The task | Write every line of the following listing exactly as it reads.

Provided material |
*-*-*

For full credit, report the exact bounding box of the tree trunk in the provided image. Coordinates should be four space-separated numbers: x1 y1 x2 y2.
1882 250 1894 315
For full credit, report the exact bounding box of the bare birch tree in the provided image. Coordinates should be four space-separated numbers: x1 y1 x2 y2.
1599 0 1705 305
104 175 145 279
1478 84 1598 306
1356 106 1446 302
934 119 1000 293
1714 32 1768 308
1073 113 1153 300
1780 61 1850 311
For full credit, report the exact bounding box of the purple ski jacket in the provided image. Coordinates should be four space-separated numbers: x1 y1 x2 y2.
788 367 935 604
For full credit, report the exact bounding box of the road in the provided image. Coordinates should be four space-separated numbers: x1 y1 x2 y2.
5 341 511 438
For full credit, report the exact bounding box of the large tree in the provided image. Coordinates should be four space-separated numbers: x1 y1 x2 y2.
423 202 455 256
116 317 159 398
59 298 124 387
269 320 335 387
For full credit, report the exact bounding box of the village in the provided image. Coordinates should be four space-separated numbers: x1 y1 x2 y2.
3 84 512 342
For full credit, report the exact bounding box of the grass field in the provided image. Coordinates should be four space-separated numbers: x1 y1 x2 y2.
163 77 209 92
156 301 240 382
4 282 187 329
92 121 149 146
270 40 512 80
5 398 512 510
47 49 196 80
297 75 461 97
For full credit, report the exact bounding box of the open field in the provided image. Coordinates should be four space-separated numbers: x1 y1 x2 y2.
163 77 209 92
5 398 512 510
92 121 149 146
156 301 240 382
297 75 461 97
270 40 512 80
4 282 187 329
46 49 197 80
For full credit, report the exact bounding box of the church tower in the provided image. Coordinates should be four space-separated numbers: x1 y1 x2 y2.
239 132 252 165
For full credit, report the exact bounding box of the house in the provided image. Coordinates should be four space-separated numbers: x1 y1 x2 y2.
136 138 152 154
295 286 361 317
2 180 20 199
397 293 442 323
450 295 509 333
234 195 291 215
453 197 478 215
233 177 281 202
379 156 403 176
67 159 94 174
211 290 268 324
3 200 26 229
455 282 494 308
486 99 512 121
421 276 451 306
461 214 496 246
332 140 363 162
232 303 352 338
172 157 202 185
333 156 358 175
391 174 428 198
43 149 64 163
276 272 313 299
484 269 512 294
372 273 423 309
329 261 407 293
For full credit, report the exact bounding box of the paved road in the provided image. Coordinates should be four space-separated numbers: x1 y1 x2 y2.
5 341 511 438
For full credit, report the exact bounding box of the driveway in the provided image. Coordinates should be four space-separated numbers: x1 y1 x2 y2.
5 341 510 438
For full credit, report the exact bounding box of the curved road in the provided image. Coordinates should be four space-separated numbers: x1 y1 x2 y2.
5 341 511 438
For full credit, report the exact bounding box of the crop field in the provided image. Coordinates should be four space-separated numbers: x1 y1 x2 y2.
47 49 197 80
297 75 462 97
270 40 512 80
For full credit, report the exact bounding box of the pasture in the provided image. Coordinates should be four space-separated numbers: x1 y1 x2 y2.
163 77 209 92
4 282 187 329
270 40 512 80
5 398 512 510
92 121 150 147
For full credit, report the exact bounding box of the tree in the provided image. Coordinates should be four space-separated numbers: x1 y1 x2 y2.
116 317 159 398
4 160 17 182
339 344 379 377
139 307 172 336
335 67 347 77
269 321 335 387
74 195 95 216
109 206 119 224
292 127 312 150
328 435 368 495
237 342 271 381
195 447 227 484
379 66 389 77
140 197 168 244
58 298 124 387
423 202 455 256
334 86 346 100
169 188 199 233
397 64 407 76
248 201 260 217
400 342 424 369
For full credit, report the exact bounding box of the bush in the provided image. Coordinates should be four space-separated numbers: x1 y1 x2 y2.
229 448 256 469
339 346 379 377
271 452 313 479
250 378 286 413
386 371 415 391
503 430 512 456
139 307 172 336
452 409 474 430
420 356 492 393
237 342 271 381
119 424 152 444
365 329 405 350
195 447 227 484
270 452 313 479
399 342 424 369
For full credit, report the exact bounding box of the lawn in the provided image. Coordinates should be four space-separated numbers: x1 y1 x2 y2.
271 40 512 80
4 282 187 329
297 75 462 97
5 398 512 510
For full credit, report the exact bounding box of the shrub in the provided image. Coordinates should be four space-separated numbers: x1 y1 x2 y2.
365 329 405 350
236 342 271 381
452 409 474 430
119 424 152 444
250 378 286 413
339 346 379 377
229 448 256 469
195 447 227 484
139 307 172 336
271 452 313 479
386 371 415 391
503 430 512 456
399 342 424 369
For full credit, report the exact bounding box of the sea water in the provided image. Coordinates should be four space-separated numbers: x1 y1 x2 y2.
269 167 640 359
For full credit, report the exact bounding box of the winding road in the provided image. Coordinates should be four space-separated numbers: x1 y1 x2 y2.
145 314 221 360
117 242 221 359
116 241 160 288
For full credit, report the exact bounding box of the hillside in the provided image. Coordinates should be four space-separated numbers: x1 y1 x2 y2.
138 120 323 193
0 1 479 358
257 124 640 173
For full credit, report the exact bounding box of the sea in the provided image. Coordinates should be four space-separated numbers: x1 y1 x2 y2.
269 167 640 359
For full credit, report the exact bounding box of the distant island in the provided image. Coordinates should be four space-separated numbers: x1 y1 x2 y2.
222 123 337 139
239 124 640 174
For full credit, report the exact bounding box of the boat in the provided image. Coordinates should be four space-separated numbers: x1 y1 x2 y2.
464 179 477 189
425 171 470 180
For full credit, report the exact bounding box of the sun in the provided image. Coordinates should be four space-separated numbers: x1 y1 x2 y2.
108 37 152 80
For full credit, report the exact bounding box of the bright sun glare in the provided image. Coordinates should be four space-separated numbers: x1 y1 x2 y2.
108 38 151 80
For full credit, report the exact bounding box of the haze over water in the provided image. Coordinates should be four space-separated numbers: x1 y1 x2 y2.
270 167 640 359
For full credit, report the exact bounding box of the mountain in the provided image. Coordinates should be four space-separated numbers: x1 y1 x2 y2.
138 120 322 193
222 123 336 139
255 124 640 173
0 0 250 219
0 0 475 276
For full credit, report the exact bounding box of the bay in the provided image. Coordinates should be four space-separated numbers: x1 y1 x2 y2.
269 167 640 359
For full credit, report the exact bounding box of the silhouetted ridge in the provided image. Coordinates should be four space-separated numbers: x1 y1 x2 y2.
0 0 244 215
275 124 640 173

*-*-*

Output for this task |
For full credit, report the exact bounding box of the tree trunk in the provided image. Coordinates should be four space-separated numbers: x1 y1 x2 y2.
1882 250 1894 315
For full credit, report the exact bounding box of the bare birch tree in the provided image. Coordinates should be four space-separated numbers: x1 y1 x2 y2.
1599 0 1705 305
104 175 145 279
1478 84 1598 306
1356 106 1446 302
934 119 1000 293
1714 32 1768 308
1073 113 1153 300
1780 61 1850 311
For full credit, report the exact bounding box of the purple ski jacket in the provided image. Coordinates should be four space-separated numbers: x1 y1 x2 y2.
788 367 935 604
For full credit, report the exact bounding box of the road in the provided image. Coordinates should be four space-separated numbers: x1 y1 x2 y2.
5 341 511 438
For full credit, report the exact bounding box of the large tree in the provided image. Coordinates should be four space-separated numbers: x1 y1 x2 y2.
423 202 455 256
116 317 159 398
59 298 124 387
269 320 335 387
For full credit, report the exact bounding box of the village in the provided image. Coordinates should be four space-separated numbers: x1 y1 x2 y2.
3 84 512 342
For full credit, report the exact bounding box of the grass field in the provided image. Coordinates should be four space-separated numbers: x1 y1 x2 y2.
163 77 209 92
156 301 240 382
4 282 187 329
92 121 149 146
270 40 512 80
5 398 512 510
47 49 196 80
297 75 461 97
For full credit, report the exact bounding box of the open field in the provided image. Coordinates should be four space-separated numbers: x1 y1 x2 y2.
163 77 209 92
5 398 512 510
92 121 149 146
156 301 240 382
297 75 461 97
270 40 512 80
4 282 187 329
46 49 197 80
For full credit, report the exact bounding box of the church tower in the provided image. Coordinates should be four space-separated numbers: x1 y1 x2 y2.
239 132 252 165
For full credit, report the exact bounding box of the house in the provided image. Coordinates should be four space-separated numbers: x1 y1 x2 y2.
136 138 152 154
295 286 361 317
2 180 20 199
397 293 442 323
450 295 509 333
234 195 291 215
453 197 478 215
233 177 281 202
379 156 403 176
67 159 94 174
211 290 268 324
3 200 26 229
455 282 494 308
486 99 512 121
421 276 451 306
461 214 496 246
332 140 363 162
232 303 352 338
172 157 202 185
333 156 358 175
391 174 428 198
43 149 64 163
276 272 313 299
484 269 512 294
372 273 423 309
329 261 407 293
For full credit, report the exact bounding box of the paved road in the provided image. Coordinates should be four space-separated numbers: x1 y1 x2 y2.
5 341 511 438
For full credit, report the exact bounding box of the driveway in the provided image. Coordinates should be four space-separated numbers: x1 y1 x2 y2.
5 341 510 438
For full credit, report the exact bounding box of the curved road in the provided image. Coordinates should be four space-separated numbers: x1 y1 x2 y2.
5 341 511 438
For full credit, report the exact bounding box of the crop field in the provided image. Coordinates should be four space-separated numbers: x1 y1 x2 y2.
47 49 197 80
297 75 462 97
270 40 512 80
For full credit, report the exact bounding box of the pasture in the provided image. Coordinates should be four space-separated numbers: x1 y1 x2 y2.
163 77 209 92
4 282 187 329
270 40 512 80
5 398 512 510
92 121 150 147
For full credit, report the exact bounding box of the tree in the provided image. Coordinates should be four space-separated numbers: x1 y1 x2 y2.
116 317 159 398
4 160 17 182
339 344 379 377
139 307 172 336
335 67 347 77
269 321 335 387
74 195 95 216
109 206 119 224
292 127 312 150
328 435 368 495
237 342 271 381
195 447 227 484
379 66 389 77
140 197 168 244
58 298 124 387
423 202 455 256
334 86 346 100
169 188 199 233
397 64 407 76
248 201 260 217
400 342 424 369
For full credit, report the exact bounding box of the bush in the provided image. Coordinates should be four space-separated numbers: x1 y1 x2 y2.
229 448 256 469
339 346 379 377
271 452 313 479
250 378 286 413
386 371 415 391
503 430 512 456
139 307 172 336
452 409 474 430
420 356 492 393
237 342 271 381
119 424 152 444
365 329 405 350
195 447 227 484
270 452 313 479
399 342 424 369
For full credit, report the exact bounding box of the lawn in the provided image. Coordinates should be four space-separated numbers: x1 y1 x2 y2.
271 40 512 80
4 282 187 329
297 75 462 97
5 398 512 510
For full credit, report the exact bounding box of the shrub in the provided image. Coordinates should be four space-separated numbers: x1 y1 x2 y2.
365 329 405 350
236 342 271 381
452 409 474 430
119 424 152 444
250 378 286 413
339 346 379 377
229 448 256 469
195 447 227 484
139 307 172 336
271 452 313 479
386 371 415 391
503 430 512 456
399 342 424 369
For full credit, report the exact bounding box of the sea water in the provided image. Coordinates should be four space-separated numbers: x1 y1 x2 y2.
269 167 640 359
For full credit, report the exact bounding box of the winding road in the provided image. Coordinates should be four space-separated numbers: x1 y1 x2 y2.
145 314 221 360
117 242 221 359
116 241 160 288
For full credit, report the exact bounding box of the hillside in the provided image. Coordinates should be four space-separated numbers: x1 y1 x2 y2.
138 120 323 193
0 1 479 358
257 124 640 173
For full credit, report the exact bounding box of the sea in the provided image. Coordinates should be four space-separated numbers: x1 y1 x2 y2.
269 167 640 359
For full credit, report the exact bounding box of the distant island in the provided image. Coordinates should be four space-separated numbers: x1 y1 x2 y2.
222 123 337 139
239 124 640 174
For full credit, report the exact bounding box of the boat in the provided image. Coordinates should be four space-separated numbers: x1 y1 x2 y2.
464 179 477 189
425 171 470 180
For full credit, report the exact bounding box of the sun in the provided image. Coordinates should be four space-separated numbers: x1 y1 x2 y2.
108 37 152 80
For full credit, report the exact bounding box of the bright sun glare in the provided image. Coordinates should be four space-separated numbers: x1 y1 x2 y2.
108 38 151 80
For full credit, report the exact bounding box of the haze over water in the provided image. Coordinates should be four space-separated numbers: x1 y1 x2 y2.
270 167 640 359
For full credit, report the exact bounding box of the mountain in the provided image. Coordinates should be four space-separated numbers: x1 y1 x2 y2.
138 120 322 193
222 123 336 139
255 124 640 173
0 0 250 219
0 0 475 276
For full credit, report the exact bounding box of the bay in the provided image. Coordinates should be four space-separated numbers: x1 y1 x2 y2.
269 167 640 359
For full credit, report the exact bounding box of the silhouetted ridge in the provided image. Coordinates should be four space-separated numbers: x1 y1 x2 y2.
0 0 244 215
275 124 640 173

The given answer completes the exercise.